**Consigne donnée a:** Traduisez en anglais cette phrase de l'extrait choisi : « Il n’y a que les écrivains qui aient vraiment un nom. »

**Extrait choisi:**
:::

Il y avait chez lui une absence totale de croyance dans la respectabilité : et même s’il s’était établi stratégiquement au cœur de la société, c’était un anarchiste bourgeois, comme Manet. J’ai toujours aimé chez lui ce bras d’honneur invisible, qui le rendait étranger aux appartenances. Il est le seul vrai nietzschéen que j’ai connu : les gens s’accrochent tous à la morale, pas lui. Dans « Paradis », son meilleur livre, tentative unique dans la littérature française d’écrire d’un seul souffle, en italiques continuels et sans ponctuation, il écrit : «  si mon existence est un fleuve il y a un bras qui ne traverse pas leur pays. »

Jacques Drillon, « Sollers le généreux »

Philippe Sollers n’était pas comme les autres, c’est pourquoi je suis allé vers lui. Beaucoup d’écrivains préfèrent un éditeur qui n’écrit pas ; je cherchais au contraire quelqu’un qui ait un nom. Il n’y a que les écrivains qui aient vraiment un nom. La littérature, c’est l’histoire du dialogue entre les écrivains. Le simple fait de savoir que Philippe Sollers allait lire ce que j’écrivais m’obligeait à être meilleur.

:::

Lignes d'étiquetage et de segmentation
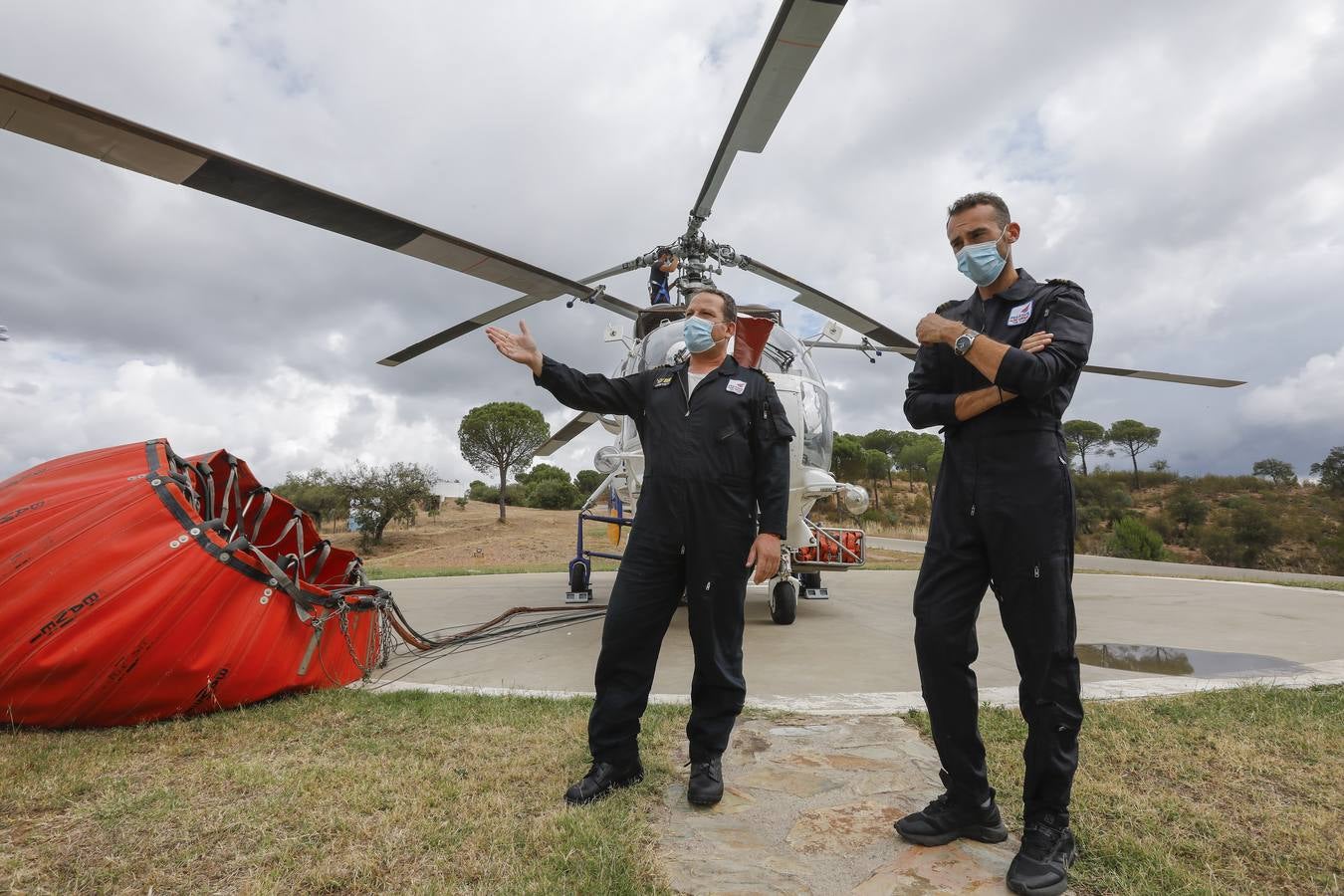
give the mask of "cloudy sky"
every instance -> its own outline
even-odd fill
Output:
[[[0,71],[577,278],[684,230],[775,4],[559,8],[0,0]],[[1305,473],[1344,445],[1341,95],[1328,0],[851,0],[706,230],[910,334],[969,293],[943,208],[995,189],[1017,263],[1086,287],[1095,363],[1250,382],[1090,377],[1070,418],[1160,426],[1142,459],[1185,473]],[[0,478],[160,435],[270,482],[356,457],[477,478],[468,408],[571,414],[484,336],[375,364],[500,287],[8,132],[0,197]],[[720,283],[820,329],[782,287]],[[526,317],[560,360],[618,360],[620,318]],[[907,361],[820,364],[839,429],[907,427]]]

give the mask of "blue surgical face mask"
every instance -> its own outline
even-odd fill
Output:
[[[964,246],[957,253],[957,270],[970,278],[976,286],[989,286],[999,279],[1008,259],[999,254],[999,243],[1008,236],[1008,228],[999,235],[999,239],[988,243],[973,243]]]
[[[681,326],[685,334],[685,348],[692,355],[708,352],[718,344],[718,340],[714,339],[714,321],[707,321],[703,317],[688,317]]]

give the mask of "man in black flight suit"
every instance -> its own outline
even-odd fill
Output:
[[[780,568],[793,429],[770,380],[727,353],[737,332],[732,298],[700,290],[685,314],[688,361],[621,377],[581,373],[544,357],[521,322],[521,333],[485,330],[501,355],[528,365],[560,403],[632,418],[644,446],[644,486],[607,600],[594,676],[593,767],[564,794],[571,805],[644,778],[640,716],[683,591],[695,652],[687,799],[719,802],[720,756],[746,699],[747,571],[754,566],[761,583]]]
[[[1012,265],[1020,227],[1004,200],[948,210],[957,267],[976,283],[919,321],[906,391],[911,426],[946,433],[929,543],[915,584],[915,654],[946,793],[896,822],[911,842],[1000,842],[976,721],[976,617],[993,590],[1027,720],[1024,834],[1008,868],[1017,893],[1062,893],[1075,857],[1068,795],[1083,720],[1074,654],[1074,494],[1060,416],[1087,363],[1083,290]]]

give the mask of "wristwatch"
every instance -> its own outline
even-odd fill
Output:
[[[957,357],[961,357],[970,351],[970,344],[976,341],[977,336],[980,336],[980,333],[966,328],[966,332],[958,336],[957,341],[952,344],[952,351],[957,353]]]

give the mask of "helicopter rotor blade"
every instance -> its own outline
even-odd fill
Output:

:::

**Consigne donnée b:** Filtrez les lignes ci-dessus et ne gardez que celles qui contiennent la chaîne « mask ».

**Solution rédigée a:** Only writers really have a name.

**Solution rédigée b:**
give the mask of "cloudy sky"
give the mask of "blue surgical face mask"
give the mask of "man in black flight suit"
give the mask of "wristwatch"
give the mask of "helicopter rotor blade"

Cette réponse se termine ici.